RESULTADOS: 202 pacientes (53,6%) apresentaram TOTG alterado, sendo identificados 69 com DM (18,3%) e 133 com IGT (35,3%). Na análise multivariada, os fatores, além da GJ, que se associaram (P < 0,05) ao TOTG alterado foram: idade (DM = 58,7 ± 12,9; IGT = 56,7 ± 14,3; NGT = 49,6 ± 15,6 anos), hipertensão arterial (DM = 69,6%; IGT = 63,9%; NGT = 43,4%), GJ (DM = 111,9 ± 9,2; IGT = 103,5 ± 10,3; NGT = 96,6 ± 11,1 mg/dL), HbA1C (DM = 6,1 ± 0,7%; IGT = 6,1 ± 0,5%; NGT = 5,8 ± 0,4%), triglicérides (DM = 179,3 ± 169,9; IGT = 154,2 ± 84,1; NGT = 129,1 ± 71,9 mg/dL), HDL-c (DM = 44,7 ± 9,2; IGT = 47,5 ± 12,3; NGT = 50,6 ± 13,4 mg/dL) e ácido úrico em mulheres (DM = 5,3 ± 1,5; IGT = 5,3 ± 1,3; NGT = 4,7 ± 1,3 mg/dL). 
CONCLUSÃO: Idade, hipertensão arterial, níveis elevados de triglicérides, de HbA1C e de ácido úrico (em mulheres) e baixos níveis de HDL-c se associam a alterações do TOTG em pacientes com sobrepeso/obesidade, independentemente da GJ. Arq Bras Endocrinol Metab. 2011;55(9):708-13

Descritores: Diabetes melito; intolerância à glicose; teste de tolerância oral à glicose; glicemia de jejum alterada


ABSTRACT

OBJECTIVE: To identify factors associated with changes in oral glucose tolerance test (OGTT), regardless of fasting glucose (FG). 
SUBJECTS AND METHODS: 377 patients (53.8 ± 15.2 years, 77.7% women and BMI = 31.4 ± 5.9 kg/m2) with no history of diabetes mellitus(DM), underwent OGTT and compared according to the results: normal (NGT), impaired (IGT) and DM. 
RESULTS: 202 patients (53.6%) had altered glucose tolerance: 69 with DM (18.3%) and 133 with IGT (35.3%). In multivariate analysis, factors regardless of FG that were associated (P < 0.05) with changes in the OGTT were age (DM = 58.7 ± 12.9; IGT = 56.7 ± 14.3; NGT = 49.6 ± 15.6 years), hypertension (DM = 69.6%; IGT = 63.9%; NGT = 43.4%), FG (DM = 111.9 ± 9.2; IGT = 103.5 ± 10.3; NGT = 96.6 ± 11.1 mg/dL), HbA1C (DM = 6.1 ± 0.7%; IGT = 6.1 ± 0.5%; NGT = 5.8 ± 0.4%), triglycerides (DM = 179.3 ± 169.9; IGT = 154.2 ± 84.1; NGT = 129.1 ± 71.9 mg/dL), HDL-c (DM =44.7 ± 9.2; IGT = 47.5 ± 12.3; NGT = 50.6 ± 13.4 mg/dL) and uric acid in women (DM = 5.3 ± 1.5; IGT = 5.3 ± 1.3; NGT = 4.7 ± 1.3 mg/dL).

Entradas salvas
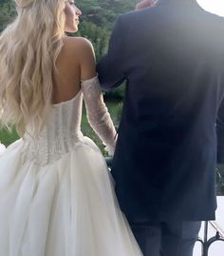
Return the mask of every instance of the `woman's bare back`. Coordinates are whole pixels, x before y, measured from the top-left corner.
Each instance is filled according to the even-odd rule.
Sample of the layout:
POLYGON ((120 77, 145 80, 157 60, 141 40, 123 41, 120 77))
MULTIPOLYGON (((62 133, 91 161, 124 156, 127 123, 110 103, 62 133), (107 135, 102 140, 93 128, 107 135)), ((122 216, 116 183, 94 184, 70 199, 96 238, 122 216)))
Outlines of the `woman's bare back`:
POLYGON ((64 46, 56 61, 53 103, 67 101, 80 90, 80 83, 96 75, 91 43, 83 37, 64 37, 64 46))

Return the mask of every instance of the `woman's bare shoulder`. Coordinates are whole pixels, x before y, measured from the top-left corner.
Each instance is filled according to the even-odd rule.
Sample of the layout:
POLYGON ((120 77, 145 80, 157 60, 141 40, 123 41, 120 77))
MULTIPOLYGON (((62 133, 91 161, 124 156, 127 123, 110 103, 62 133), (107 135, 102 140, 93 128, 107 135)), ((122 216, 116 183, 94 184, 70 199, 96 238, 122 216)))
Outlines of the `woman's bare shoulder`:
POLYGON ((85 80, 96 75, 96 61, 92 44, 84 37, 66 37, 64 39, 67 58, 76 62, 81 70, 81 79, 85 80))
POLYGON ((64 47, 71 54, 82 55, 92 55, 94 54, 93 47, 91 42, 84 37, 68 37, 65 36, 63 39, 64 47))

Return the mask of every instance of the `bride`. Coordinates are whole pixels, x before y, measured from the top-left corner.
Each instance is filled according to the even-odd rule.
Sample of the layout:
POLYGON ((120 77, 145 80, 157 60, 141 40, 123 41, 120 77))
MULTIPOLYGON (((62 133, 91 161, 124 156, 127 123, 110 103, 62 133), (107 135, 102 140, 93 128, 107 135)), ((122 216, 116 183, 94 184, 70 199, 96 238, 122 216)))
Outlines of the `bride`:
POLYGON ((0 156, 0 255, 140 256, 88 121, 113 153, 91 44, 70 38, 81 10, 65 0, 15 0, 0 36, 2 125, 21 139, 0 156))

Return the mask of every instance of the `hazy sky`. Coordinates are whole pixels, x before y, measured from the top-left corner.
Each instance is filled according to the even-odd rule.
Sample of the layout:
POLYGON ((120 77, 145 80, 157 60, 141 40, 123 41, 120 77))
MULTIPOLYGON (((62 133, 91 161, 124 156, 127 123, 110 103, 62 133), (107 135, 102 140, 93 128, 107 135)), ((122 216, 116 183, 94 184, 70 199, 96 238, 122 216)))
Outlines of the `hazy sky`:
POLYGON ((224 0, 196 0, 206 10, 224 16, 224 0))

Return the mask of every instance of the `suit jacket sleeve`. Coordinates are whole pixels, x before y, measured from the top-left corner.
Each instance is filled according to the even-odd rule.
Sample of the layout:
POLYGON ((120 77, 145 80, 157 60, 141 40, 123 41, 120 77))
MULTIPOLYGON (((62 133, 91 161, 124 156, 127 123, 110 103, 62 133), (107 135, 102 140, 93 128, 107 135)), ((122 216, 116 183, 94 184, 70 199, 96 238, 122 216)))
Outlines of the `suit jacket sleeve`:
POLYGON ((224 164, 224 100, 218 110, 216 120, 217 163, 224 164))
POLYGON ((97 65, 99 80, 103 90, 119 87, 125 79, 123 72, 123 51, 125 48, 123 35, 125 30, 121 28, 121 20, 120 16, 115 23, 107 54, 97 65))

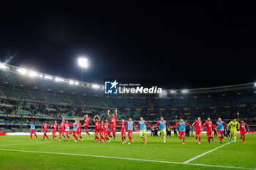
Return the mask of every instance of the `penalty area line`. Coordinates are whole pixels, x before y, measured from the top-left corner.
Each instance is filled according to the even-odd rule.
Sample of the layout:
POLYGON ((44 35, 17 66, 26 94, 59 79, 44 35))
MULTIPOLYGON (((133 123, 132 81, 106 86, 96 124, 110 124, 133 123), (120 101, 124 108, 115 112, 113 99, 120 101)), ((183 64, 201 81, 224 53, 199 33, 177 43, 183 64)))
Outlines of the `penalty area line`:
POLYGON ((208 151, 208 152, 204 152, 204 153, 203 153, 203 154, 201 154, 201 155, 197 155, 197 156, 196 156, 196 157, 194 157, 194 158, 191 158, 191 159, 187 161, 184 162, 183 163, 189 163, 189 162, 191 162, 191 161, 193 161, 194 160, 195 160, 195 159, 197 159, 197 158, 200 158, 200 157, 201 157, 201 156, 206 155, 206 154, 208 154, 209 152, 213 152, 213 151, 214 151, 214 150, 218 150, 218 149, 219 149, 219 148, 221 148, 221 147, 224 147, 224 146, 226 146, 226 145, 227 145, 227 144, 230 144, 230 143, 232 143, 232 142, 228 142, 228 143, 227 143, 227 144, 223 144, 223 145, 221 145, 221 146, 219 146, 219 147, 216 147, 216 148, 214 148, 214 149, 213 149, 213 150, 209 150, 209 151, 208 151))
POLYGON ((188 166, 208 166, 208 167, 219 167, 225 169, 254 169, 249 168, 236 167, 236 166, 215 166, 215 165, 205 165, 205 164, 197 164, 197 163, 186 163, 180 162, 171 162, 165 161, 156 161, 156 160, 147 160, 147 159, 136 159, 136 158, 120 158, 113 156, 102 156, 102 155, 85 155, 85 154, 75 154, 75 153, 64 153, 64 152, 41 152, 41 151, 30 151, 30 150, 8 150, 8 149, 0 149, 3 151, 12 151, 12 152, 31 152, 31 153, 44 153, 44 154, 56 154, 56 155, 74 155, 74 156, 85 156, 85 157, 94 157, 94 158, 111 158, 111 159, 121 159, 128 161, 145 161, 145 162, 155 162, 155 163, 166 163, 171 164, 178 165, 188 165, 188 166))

Instruções
(1) Indique se cada afirmação concorda com o resumo sobre o teste de tolerância oral à glicose. Responda sim ou não e cite as palavras do resumo que decidem a questão. (a) Entre os pacientes, 69 foram identificados com DM. (b) O ácido úrico se associou ao TOTG alterado em homens. (c) Níveis elevados de HDL-c se associaram a alterações do TOTG.
(2) Segundo o resumo sobre o teste de tolerância oral à glicose, quantos pacientes apresentaram TOTG alterado?
(3) Retome o resumo sobre o teste de tolerância oral à glicose a partir do ponto em que ele termina.
Os registros constituem um material independente do texto.

Respostas do exercício
(1)
(a) Sim: "sendo identificados 69 com DM (18,3%)".
(b) Não: "ácido úrico em mulheres".
(c) Não: "baixos níveis de HDL-c se associam a alterações do TOTG".

(2) Foram 202 pacientes (53,6%).

(3)
CONCLUSION: Age, hypertension, elevated triglycerides, HbA1C, uric acid (in women) and low HDL-C are associated with changes in the OGTT patients with overweight / obesity, irrespective of FG. Arq Bras Endocrinol Metab. 2011;55(9):708-13

Keywords: Diabetes mellitus; impaired glucose tolerance; oral glucose tolerance test; impaired fasting glucose


 

 

INTRODUÇÃO

O diabetes melito (DM) inclui um grupo de doenças metabólicas caracterizadas por hiperglicemia, resultante de defeitos na secreção de insulina e/ ou em sua ação, associada ao desenvolvimento de complicações crônicas micro e macrovasculares (1). O diabetes melito tipo 2 (DM2), a forma mais prevalente da doença, é, muitas vezes, oligossintomático, podendo permanecer sem diagnóstico por muitos anos (2). A melhor compreensão dos processos moleculares no desenvolvimento da resistência insulínica e sua associação com outros distúrbios metabólicos abriram novas fronteiras para o reconhecimento e a caracterização desses pacientes (3). Contudo, cerca de 50% dos portadores de DM ainda desconhecem a doença (4).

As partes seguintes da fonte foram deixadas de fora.